WHAT IS NEEDED - Copy out all of the material below word for word, leaving out the pictures.

RECORDS FOR PROCESSING -
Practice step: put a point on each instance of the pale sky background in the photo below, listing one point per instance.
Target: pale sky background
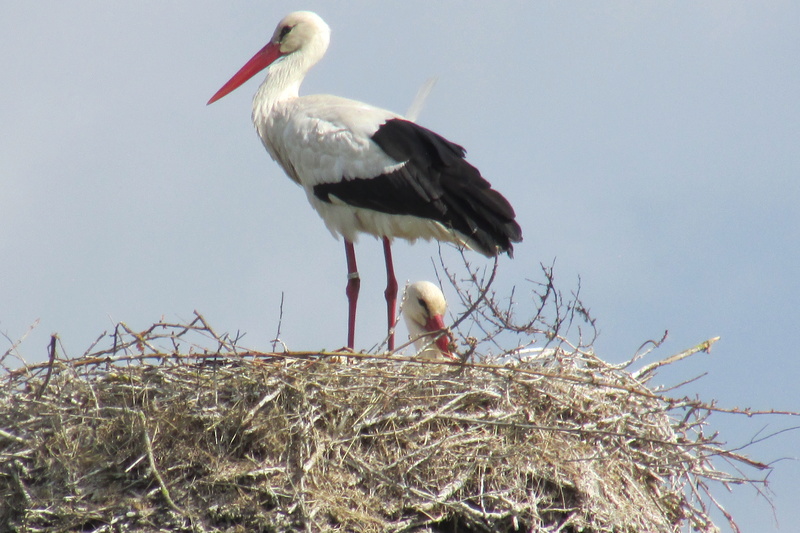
(651, 148)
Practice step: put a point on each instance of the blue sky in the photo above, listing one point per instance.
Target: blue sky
(649, 148)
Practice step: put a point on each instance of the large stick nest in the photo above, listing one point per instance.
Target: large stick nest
(149, 432)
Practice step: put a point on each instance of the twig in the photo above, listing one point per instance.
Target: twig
(51, 360)
(704, 346)
(151, 459)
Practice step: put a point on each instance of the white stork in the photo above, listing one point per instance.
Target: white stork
(424, 307)
(365, 169)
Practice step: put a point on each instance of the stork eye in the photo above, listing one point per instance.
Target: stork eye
(284, 31)
(424, 304)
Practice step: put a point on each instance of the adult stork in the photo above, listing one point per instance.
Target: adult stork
(424, 307)
(365, 169)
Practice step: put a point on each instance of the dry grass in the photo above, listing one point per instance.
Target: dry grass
(177, 429)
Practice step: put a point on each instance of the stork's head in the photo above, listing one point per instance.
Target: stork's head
(424, 307)
(302, 36)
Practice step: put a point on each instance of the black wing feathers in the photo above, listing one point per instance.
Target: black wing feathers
(435, 183)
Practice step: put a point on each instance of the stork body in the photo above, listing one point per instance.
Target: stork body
(365, 169)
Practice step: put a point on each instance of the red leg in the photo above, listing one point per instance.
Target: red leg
(391, 290)
(353, 285)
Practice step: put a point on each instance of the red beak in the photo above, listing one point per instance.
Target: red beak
(436, 323)
(263, 58)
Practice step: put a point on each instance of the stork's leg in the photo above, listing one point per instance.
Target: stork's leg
(353, 285)
(391, 290)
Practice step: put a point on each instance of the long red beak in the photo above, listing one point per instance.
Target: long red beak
(263, 58)
(436, 323)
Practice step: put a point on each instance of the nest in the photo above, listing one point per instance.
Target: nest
(148, 431)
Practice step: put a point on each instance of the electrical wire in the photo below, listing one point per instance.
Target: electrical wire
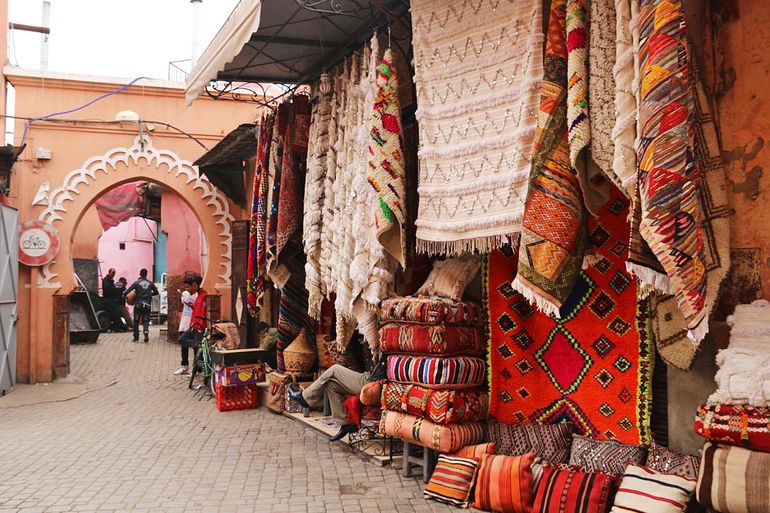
(75, 109)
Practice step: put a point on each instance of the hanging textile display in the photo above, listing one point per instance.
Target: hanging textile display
(386, 164)
(593, 366)
(315, 194)
(669, 325)
(668, 212)
(477, 71)
(258, 222)
(626, 75)
(551, 244)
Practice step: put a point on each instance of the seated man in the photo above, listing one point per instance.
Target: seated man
(339, 382)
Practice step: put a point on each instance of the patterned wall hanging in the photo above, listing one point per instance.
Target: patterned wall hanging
(478, 65)
(592, 367)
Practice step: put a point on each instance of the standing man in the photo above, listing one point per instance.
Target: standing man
(145, 289)
(112, 300)
(191, 337)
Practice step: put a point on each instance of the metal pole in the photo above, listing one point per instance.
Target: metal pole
(196, 43)
(45, 22)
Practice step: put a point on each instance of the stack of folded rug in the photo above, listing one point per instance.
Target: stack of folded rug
(433, 396)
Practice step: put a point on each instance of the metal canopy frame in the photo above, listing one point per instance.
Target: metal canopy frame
(297, 41)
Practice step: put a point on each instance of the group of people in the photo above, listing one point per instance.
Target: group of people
(115, 296)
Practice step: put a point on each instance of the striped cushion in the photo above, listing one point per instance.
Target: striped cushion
(475, 451)
(643, 489)
(428, 371)
(550, 442)
(433, 436)
(505, 484)
(437, 340)
(452, 480)
(734, 479)
(430, 310)
(439, 406)
(571, 490)
(608, 456)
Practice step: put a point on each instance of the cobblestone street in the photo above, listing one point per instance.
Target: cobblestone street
(140, 441)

ANSWER FOR THIS EXERCISE -
Practice step: put a point on each instance of the pale sky background in the photo below, listing one point per instance.
Target: pale sky background
(651, 148)
Practice step: put a point on each instance of the blue sky in the photo above, listing one point per instance.
Target: blue sky
(649, 148)
Practice step: put a point on each instance of the large stick nest in the photo above, listing one point per instance.
Target: large stick nest
(149, 432)
Practice step: put a point on each instance of the twig in the photo above, listing one point per instance.
Target: twig
(51, 360)
(704, 346)
(151, 459)
Practice step: put a point on each instance of the white stork in the photo above, listing one point per instance.
Target: white stork
(424, 307)
(365, 169)
Practice step: put a point on each instance of the stork eye in the photo above, listing one point per instance.
Target: stork eye
(284, 31)
(424, 304)
Practice step: put a point on each instance of the adult stork in the photo above, listing one point per instance.
Target: adult stork
(424, 307)
(365, 169)
Practice step: put a point on each instance of the dry grass in the photo above, listing one point per instance.
Target: dry grass
(177, 429)
Practice step: put a point on each instance of the stork's head in the photo above, listing one point per instance.
Target: stork's head
(424, 307)
(302, 36)
Practice step: put a point on each instance of the black wing feathers in the photo above, listing one point per instance.
Target: black wing feathers
(435, 183)
Practice step: put a point on each instance of the stork body in the photo above, listing one point per instance.
Target: stork body
(365, 169)
Practice step: put a point on each instance of the red leg in the photo above, listing one point per instance.
Target: red leg
(391, 290)
(353, 285)
Practice step: put a point on each instance of the red beak in the photo above, listing one point per instance.
Target: red beak
(436, 323)
(263, 58)
Practice step: put a point on each instance of the stork's leg in the photo above, listing one point per instance.
Target: stork's leg
(353, 285)
(391, 290)
Practice step: put a point on each instance of the long red beak in the photo above, listing one point per instance.
Target: long red beak
(263, 58)
(436, 323)
Practice step: put a point on each instance of the nest in the photo above, listing one point per instance.
Target: nest
(148, 431)
Practice step: put a point on each instance of the electrical wire in the photo below, listing one point per instance.
Target: electrical wire
(75, 109)
Practice step: put a point on each instance of the hanging textile display in the photo above, listing one point per instance.
Target: hanging textile display
(386, 164)
(593, 366)
(315, 194)
(669, 325)
(668, 212)
(477, 71)
(258, 222)
(626, 75)
(551, 244)
Practice step: put a point on each instance of the seated man in the photo above, listing one point per instance.
Target: seated man
(339, 382)
Practice step: put a point on each instance of the patterned wall hanging in the photo above, listing one point per instance.
Target: patterned wall hanging
(478, 65)
(592, 367)
Practice step: put a point on each instance of the standing man in the photo above, listing one point per instance.
Target: standing man
(145, 289)
(112, 300)
(191, 337)
Practice step: put a point on each instance of the metal pole in the photo above, listing one point per instance.
Target: metal pole
(196, 43)
(45, 22)
Practice step: put a point on each instance of the stack of folded rug in the photo above, listing one point per instance.
Target: stack of folded rug
(433, 396)
Practice step: put a point on each instance of the metal canopy frame in the photo above, listing one point per instance.
Target: metal canopy frame
(297, 41)
Practice step: put a point on each instance of the group of people in the photo above, listing one point per instance.
Target: group of people
(115, 296)
Practice step: put a point on each instance of the striped cushion in the photo above, listing one point per instance.
Target: striped cushion
(475, 451)
(643, 489)
(428, 371)
(550, 442)
(433, 436)
(505, 484)
(437, 340)
(452, 480)
(734, 479)
(430, 310)
(439, 406)
(571, 490)
(608, 456)
Practice step: put a point on each instance of the cobblestone street in the photo above, listing one point per instance.
Target: cobblestone street
(140, 441)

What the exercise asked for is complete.